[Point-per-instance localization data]

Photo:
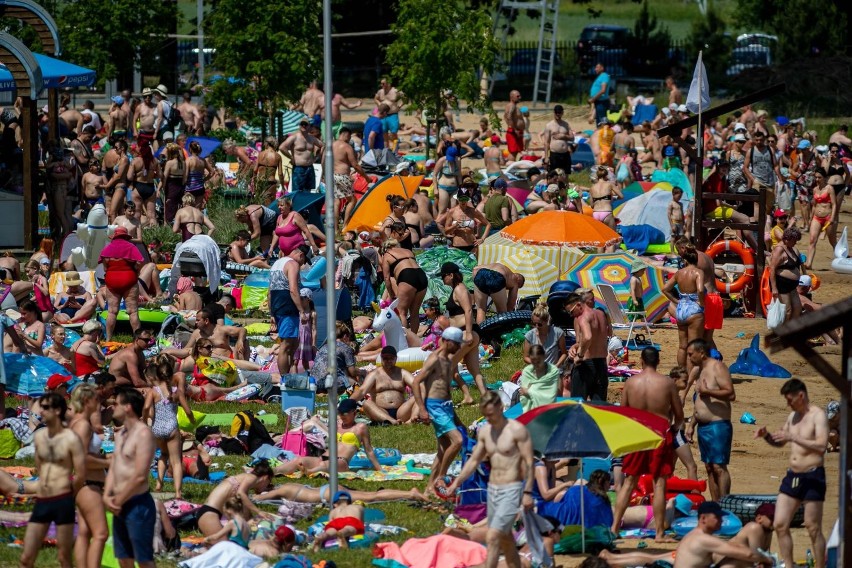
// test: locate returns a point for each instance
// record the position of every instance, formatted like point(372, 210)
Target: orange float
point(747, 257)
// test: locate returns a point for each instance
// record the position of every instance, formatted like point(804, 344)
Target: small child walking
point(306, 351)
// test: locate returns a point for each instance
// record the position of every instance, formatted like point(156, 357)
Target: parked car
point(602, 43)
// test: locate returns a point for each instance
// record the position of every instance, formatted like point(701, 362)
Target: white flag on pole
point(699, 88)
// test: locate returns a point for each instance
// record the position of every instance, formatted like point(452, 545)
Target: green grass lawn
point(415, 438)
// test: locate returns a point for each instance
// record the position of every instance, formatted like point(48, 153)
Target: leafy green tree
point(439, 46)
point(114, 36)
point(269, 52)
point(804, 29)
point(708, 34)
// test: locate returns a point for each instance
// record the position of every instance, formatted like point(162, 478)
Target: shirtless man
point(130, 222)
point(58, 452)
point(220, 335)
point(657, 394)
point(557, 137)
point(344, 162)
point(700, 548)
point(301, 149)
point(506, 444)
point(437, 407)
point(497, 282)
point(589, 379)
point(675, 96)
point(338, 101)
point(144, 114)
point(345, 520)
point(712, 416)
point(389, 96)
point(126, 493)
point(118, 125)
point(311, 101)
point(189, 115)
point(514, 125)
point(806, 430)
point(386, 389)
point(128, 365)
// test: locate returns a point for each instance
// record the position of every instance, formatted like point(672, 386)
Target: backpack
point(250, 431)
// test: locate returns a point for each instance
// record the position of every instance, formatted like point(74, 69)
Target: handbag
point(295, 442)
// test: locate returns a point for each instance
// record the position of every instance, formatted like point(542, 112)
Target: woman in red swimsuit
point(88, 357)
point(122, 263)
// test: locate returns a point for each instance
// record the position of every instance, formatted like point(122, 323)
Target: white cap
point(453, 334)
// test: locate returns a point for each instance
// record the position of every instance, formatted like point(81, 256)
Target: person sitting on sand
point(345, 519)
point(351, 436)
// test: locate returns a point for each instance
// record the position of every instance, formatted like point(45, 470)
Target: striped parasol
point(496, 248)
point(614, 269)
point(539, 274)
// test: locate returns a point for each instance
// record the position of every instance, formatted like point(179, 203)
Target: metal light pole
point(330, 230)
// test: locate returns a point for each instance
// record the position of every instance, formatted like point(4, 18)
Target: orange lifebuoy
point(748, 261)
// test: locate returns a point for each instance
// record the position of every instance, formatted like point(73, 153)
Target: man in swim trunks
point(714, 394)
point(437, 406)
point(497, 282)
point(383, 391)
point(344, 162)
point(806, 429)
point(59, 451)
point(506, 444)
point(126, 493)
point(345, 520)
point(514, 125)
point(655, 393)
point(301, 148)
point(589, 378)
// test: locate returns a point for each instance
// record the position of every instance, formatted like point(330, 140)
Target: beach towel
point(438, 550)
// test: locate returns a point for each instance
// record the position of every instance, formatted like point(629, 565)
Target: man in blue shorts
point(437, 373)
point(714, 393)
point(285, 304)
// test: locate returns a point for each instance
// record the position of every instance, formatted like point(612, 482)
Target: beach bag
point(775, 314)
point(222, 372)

- _Exercise_
When you copy the data above, keep each line exact and omit the pictures.

- _Problem solution_
Photo:
// test: locate returns a point for each instance
// record the position of every instance, formatted like point(372, 210)
Target: orange float
point(747, 257)
// test: locate returns a point for each instance
// record the position of every instance, formatted like point(804, 344)
Target: small child walking
point(306, 351)
// test: locate returns a point for each instance
// record the position of every instance, formatted like point(156, 357)
Target: parked car
point(602, 43)
// test: locate returns a point for each instance
// record the position of every instance, formatted like point(701, 362)
Target: white flag on pole
point(699, 88)
// test: locate returns a point for each instance
// record the position of every instance, formatted like point(452, 545)
Target: green grass lawn
point(415, 438)
// test: locate returns a point for each instance
// record the position of every instance, formatted like point(48, 153)
Target: leafy green tree
point(439, 46)
point(114, 36)
point(269, 52)
point(804, 29)
point(708, 34)
// test: locate returns a point for each instance
// record the position of every instance, formatted like point(162, 478)
Target: shirtless man
point(130, 222)
point(58, 452)
point(220, 335)
point(657, 394)
point(557, 137)
point(344, 162)
point(700, 548)
point(301, 149)
point(506, 444)
point(437, 407)
point(497, 282)
point(589, 379)
point(675, 96)
point(338, 101)
point(144, 114)
point(345, 520)
point(712, 416)
point(389, 96)
point(126, 493)
point(118, 125)
point(311, 101)
point(189, 115)
point(514, 125)
point(806, 430)
point(386, 389)
point(128, 365)
// test: locate returns a point for each instance
// record the position of every instance, formatted like point(672, 386)
Target: backpack
point(250, 431)
// test: locate returns a point for each instance
// record the position of every instance, formatted like point(74, 69)
Target: handbag
point(295, 442)
// test: locate returns a point for each instance
// record the position of every instance, formatted like point(542, 112)
Target: woman in red swimsuit
point(88, 357)
point(122, 263)
// test: locate returns a point for each instance
// record the position of every instance, formatted like point(122, 323)
Target: white cap
point(453, 334)
// test: locate returns a point for each instance
// record the position of every instance, formatted like point(81, 256)
Target: person sitting on sand
point(345, 519)
point(351, 436)
// test: locate returns a point for each instance
// record the position of every instance, formatted like point(45, 470)
Target: striped parasol
point(496, 248)
point(614, 269)
point(539, 274)
// test: locate returns a point for each instance
// record the position of every instance, formatted like point(179, 203)
Target: metal light pole
point(330, 230)
// test: locate returns a point for each instance
// record the position of every instance, formatted like point(4, 18)
Target: orange lifebuoy
point(748, 261)
// test: locate returns a point for each instance
// record the position of every instance, formatted like point(73, 153)
Target: man in swim trunks
point(714, 394)
point(437, 406)
point(497, 282)
point(383, 391)
point(344, 162)
point(806, 429)
point(59, 451)
point(506, 444)
point(126, 493)
point(345, 520)
point(514, 125)
point(655, 393)
point(301, 148)
point(589, 378)
// test: locate returns a point for each instance
// record the position of every instance, formatted like point(330, 140)
Target: beach towel
point(438, 550)
// test: locate returns a point for each instance
// record the position of every instance, formatted like point(629, 565)
Target: man in blue shorts
point(437, 373)
point(714, 393)
point(285, 304)
// test: locate returns a point for each instance
// record the position of every instance, formatted like point(612, 482)
Target: beach bag
point(775, 314)
point(222, 372)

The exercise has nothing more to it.